**WORK TO DO:** Rewrite the rows from the line containing "of the bare" through the line containing "Target: swimming pool", inclusive, changing "lesson" to "tutorial" wherever it occurs and leaving the rest unchanged.

** Start DATA TO USE **

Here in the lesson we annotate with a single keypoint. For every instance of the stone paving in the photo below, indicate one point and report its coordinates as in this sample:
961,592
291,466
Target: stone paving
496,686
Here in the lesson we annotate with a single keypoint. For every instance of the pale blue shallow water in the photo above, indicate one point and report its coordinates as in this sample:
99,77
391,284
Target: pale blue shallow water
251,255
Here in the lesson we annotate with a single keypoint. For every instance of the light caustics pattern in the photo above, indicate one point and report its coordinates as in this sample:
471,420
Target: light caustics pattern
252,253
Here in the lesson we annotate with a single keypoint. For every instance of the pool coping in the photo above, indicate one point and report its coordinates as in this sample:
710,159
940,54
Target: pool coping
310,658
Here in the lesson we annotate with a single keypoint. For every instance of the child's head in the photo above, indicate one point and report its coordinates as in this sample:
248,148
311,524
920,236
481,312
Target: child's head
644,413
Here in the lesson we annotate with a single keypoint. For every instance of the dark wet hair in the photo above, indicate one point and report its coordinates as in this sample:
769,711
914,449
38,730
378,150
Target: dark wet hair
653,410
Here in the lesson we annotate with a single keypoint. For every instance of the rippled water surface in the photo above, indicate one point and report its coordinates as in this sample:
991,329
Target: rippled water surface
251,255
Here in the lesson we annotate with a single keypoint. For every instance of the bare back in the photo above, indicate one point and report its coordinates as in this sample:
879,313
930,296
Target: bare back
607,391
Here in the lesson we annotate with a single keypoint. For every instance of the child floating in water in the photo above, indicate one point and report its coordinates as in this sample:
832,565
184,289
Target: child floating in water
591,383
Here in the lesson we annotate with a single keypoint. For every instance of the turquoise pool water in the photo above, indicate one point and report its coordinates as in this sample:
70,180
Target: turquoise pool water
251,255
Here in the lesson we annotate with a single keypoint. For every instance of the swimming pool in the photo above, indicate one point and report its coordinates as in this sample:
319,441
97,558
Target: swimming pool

** End DATA TO USE **
** Start DATA TO USE **

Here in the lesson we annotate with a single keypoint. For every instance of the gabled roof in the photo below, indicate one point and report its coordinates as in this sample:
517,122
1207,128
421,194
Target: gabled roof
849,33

** End DATA TO USE **

**THE RESULT:**
Here in the tutorial we annotate with a single keypoint. For every instance of the bare back in the photo above, indicate one point and report its coordinates as in this sample:
879,313
930,296
Target: bare back
607,391
Here in the tutorial we annotate with a single keypoint. For every instance of the child floating in water in the photo above, indicate one point and report its coordinates as in this sample:
832,565
184,289
Target: child floating in water
591,383
Here in the tutorial we annotate with a single keypoint. For every instance of the turquoise pool water in the photo above, indicate one point and report its coordinates as in this sample:
70,180
Target: turquoise pool water
251,255
Here in the tutorial we annotate with a single keypoint. For every instance of the swimming pool in the photo above, indicate one point and report its coordinates as in this sample:
319,441
97,558
Target: swimming pool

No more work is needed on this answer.